Даже если предположить, что Маяковский, создавая «Во весь голос», имел в виду нечто совсем иное, всё равно «слова поэта суть уже его дела», как заметил Пушкин. Поэт, хотя бы и до конца не осознающий своего положения, сам пробуждает те силы, которые, будучи однажды вызваны, не успокаиваются, пока не совершат своё дело. «Нельзя сопротивляться могуществу гармонии, внесённой в мир поэтом, – писал незадолго до смерти Александр Блок, – борьба с нею превышает и личные и соединённые человеческие силы. <…> От знака, которым поэзия отмечает на лету, от имени, которое она даёт, когда это нужно, никто не может уклониться, так же как от смерти»[2].
На примерах Пушкина и Хлебникова мы уже видели, что разговор «во весь голос» о собственном художественном значении если и уместно заводить вообще, то разве что незадолго до жизненного финала. Только в этом случае невольный пафос выглядит естественно. А пафос, обращённый поэтом к самому себе в то во время, когда он заговаривает о посмертии, ведёт к возникновению в итоговом произведении «знака бессмертия» в том или ином виде. Появляется он и у Маяковского:
 
Неважная честь,
                         чтоб из этаких роз
мои изваяния высились…
 
Ну и, наконец:
 
Мне наплевать
                      на бронзы многопудье,
мне наплевать
                     на мраморную слизь.
Сочтемся славою —
                         ведь мы свои же люди,—
пускай нам
                 общим памятником будет
построенный
                      в боях
                                 социализм.
 
Таков был итог творчества. Теперь ничто уже не мешало поставить «точку пули» в конце. 14 апреля  1930 года время истекло: поэт выстрелил из револьвера себе в сердце.
Выступив одним из зачинателей соцзаказа в советском искусстве, Маяковский, как мы видим, всецело связал себя с «общим памятником» – социализмом, и впоследствии разделил его судьбу. Стараниями Л.Ю. Брик он посмертно был провозглашён «лучшим, талантливейшим поэтом нашей советской эпохи». Автор этой характеристики, И.В. Сталин, скорее всего не задумывался, насколько близка она к другому определению, данному Николаем I Пушкину: «умнейший человек России». Зная, как государственная власть в нашей стране в действительности относится к «талантливейшим» и «умнейшим», не стоит удивляться происшедшему и с Пушкиным и с Маяковским не только при жизни, но и после гибели. Умерев, оба они были превращены официозом в «мумии» и оказались рядом не только в энциклопедии: памятник Маяковскому (скульптор А.П. Кибальников, архитерктор Д.Н. Чечулин), столь же многопудово-бронзовый, как и монумент адресату его «юбилейного» послания, был поставлен в 1958 году на площади, к тому времени уже 23 года носившей имя великого советского поэта. А затем с «построенным в боях» произошло то, что людям моего поколения не нужно объяснять и пересказывать.

__Фрагменты записей__:

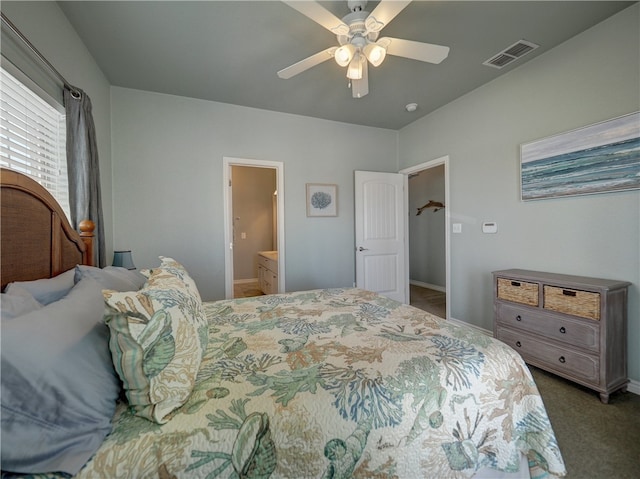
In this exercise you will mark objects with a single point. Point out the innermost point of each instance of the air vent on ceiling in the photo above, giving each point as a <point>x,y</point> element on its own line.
<point>510,54</point>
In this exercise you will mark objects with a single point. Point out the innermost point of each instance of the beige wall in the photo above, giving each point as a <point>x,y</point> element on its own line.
<point>590,78</point>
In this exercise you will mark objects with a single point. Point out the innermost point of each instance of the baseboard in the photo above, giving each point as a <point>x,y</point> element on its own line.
<point>632,387</point>
<point>244,281</point>
<point>427,285</point>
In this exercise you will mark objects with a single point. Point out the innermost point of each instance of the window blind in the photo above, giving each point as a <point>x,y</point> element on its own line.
<point>33,137</point>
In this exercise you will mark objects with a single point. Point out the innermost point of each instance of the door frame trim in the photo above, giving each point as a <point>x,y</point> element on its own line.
<point>227,163</point>
<point>443,160</point>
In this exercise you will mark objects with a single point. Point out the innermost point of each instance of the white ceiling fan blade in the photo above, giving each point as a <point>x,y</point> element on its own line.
<point>360,88</point>
<point>384,13</point>
<point>424,52</point>
<point>307,63</point>
<point>320,15</point>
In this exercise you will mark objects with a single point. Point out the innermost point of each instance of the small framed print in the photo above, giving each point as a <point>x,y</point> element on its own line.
<point>322,199</point>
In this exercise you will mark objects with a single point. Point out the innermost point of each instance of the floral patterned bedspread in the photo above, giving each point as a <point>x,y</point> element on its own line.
<point>340,383</point>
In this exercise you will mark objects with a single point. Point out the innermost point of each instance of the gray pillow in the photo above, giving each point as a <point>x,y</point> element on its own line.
<point>58,386</point>
<point>47,290</point>
<point>16,304</point>
<point>112,277</point>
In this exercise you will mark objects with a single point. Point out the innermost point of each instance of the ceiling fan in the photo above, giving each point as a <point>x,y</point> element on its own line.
<point>358,41</point>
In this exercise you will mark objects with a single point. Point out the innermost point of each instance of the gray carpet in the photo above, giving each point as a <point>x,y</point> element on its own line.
<point>597,440</point>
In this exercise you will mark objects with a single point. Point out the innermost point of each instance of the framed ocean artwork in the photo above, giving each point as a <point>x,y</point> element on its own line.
<point>322,199</point>
<point>599,158</point>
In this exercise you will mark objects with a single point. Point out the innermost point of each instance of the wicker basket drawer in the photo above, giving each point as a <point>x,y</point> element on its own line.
<point>584,304</point>
<point>518,291</point>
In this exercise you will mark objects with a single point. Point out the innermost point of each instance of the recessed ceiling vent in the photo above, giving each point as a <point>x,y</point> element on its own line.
<point>510,54</point>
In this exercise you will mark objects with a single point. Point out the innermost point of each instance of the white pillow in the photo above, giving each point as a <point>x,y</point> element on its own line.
<point>46,290</point>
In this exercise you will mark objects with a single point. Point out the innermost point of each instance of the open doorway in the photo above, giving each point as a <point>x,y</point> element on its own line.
<point>428,236</point>
<point>254,227</point>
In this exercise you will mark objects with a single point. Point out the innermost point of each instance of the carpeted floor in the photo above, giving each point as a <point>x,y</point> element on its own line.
<point>597,441</point>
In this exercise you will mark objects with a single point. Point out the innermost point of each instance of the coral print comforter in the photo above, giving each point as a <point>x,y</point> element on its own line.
<point>340,383</point>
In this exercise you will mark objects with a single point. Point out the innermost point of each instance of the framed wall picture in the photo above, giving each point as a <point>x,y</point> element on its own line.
<point>322,199</point>
<point>599,158</point>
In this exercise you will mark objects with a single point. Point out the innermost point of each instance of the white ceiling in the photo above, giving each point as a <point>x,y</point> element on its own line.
<point>230,51</point>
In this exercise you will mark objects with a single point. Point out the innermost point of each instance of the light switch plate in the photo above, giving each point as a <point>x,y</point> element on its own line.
<point>491,227</point>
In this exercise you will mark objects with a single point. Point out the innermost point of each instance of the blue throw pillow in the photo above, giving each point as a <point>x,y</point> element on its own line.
<point>58,385</point>
<point>18,303</point>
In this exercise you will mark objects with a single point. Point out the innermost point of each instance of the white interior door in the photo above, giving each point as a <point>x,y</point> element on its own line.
<point>380,234</point>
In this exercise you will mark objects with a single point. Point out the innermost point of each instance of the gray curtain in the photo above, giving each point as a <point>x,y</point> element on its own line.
<point>85,199</point>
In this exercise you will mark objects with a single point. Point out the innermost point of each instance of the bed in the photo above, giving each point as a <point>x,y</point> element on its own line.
<point>331,383</point>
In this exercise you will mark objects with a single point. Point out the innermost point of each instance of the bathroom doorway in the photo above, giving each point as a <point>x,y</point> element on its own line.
<point>254,217</point>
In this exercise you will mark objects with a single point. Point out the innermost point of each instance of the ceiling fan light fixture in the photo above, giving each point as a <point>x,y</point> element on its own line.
<point>354,70</point>
<point>375,54</point>
<point>344,54</point>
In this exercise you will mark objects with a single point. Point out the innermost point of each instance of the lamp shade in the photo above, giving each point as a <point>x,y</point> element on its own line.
<point>123,259</point>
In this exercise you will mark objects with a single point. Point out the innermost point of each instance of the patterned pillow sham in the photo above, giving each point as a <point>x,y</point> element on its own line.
<point>158,338</point>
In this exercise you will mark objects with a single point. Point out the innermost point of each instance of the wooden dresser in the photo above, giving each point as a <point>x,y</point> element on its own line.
<point>572,326</point>
<point>268,271</point>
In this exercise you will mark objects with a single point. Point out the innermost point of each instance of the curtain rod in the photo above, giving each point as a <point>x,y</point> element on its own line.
<point>74,91</point>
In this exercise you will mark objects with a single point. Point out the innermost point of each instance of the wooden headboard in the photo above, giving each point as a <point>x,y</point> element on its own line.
<point>36,239</point>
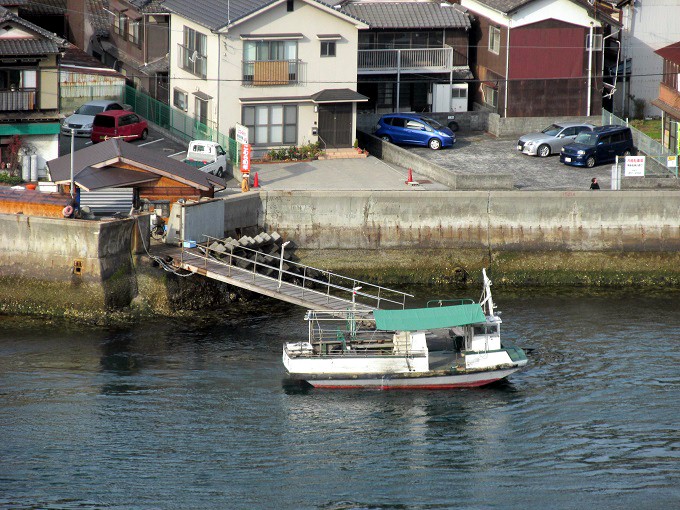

__Список задач__:
1. Перепишите отрезок записей от строки, содержащей «of the lamp», до строки, содержащей «<point>158,338</point>», включительно в виде JSON-списка строк, по одной на каждую строку, пропустив пустые.
2. Продолжите текст о посмертной судьбе Маяковского, начав сразу после его последнего предложения.

__Итоговые ответы__:
1.
[
  "In this exercise you will mark objects with a single point. Point out the innermost point of each instance of the lamp shade in the photo above, giving each point as a <point>x,y</point> element on its own line.",
  "<point>123,259</point>",
  "In this exercise you will mark objects with a single point. Point out the innermost point of each instance of the patterned pillow sham in the photo above, giving each point as a <point>x,y</point> element on its own line.",
  "<point>158,338</point>"
]

2.
Н. Миронова в статье «Жив ли сегодня Маяковский?» пишет: «В 90-е годы, когда стал рассеиваться туман советской идеологии, когда наши критика и литературоведение стали освобождаться от запретов и штампов, начала выстраиваться реальная история русской литературы XX века. Наступила пора переоценок. Изменилось отношение и к Маяковскому. Маятник резко качнулся в противоположную сторону. Маяковского стали развенчивать, разоблачать, попытались даже вообще вычеркнуть из истории русской литературы. Сгоряча его исключили из некоторых антологий и учебных пособий. Нет Маяковского в “Антологии русской поэзии и прозы XX века”, изданной в 1994 году в помощь учащимся 11-го класса (составители Г. Гольдштейн и Н. Орлова). В книге В.С. Баевского “История русской поэзии” (Смоленск, 1994), в которой, по словам автора, “внимание привлекается в первую очередь к новым явлениям в стиле, языке, стихе, способах организации образов”, поскольку “история русской поэзии – это история новаторства русских поэтов”, главы о Маяковском нет. Нет Маяковского и в разделе “Футуристы” в выпущенном в 1997 году под редакцией В.В. Агеносова учебном пособии для общеобразовательных школ, лицеев и гимназий “Русская литература серебряного века”. Есть Северянин и Хлебников, а Маяковского нет...»[3].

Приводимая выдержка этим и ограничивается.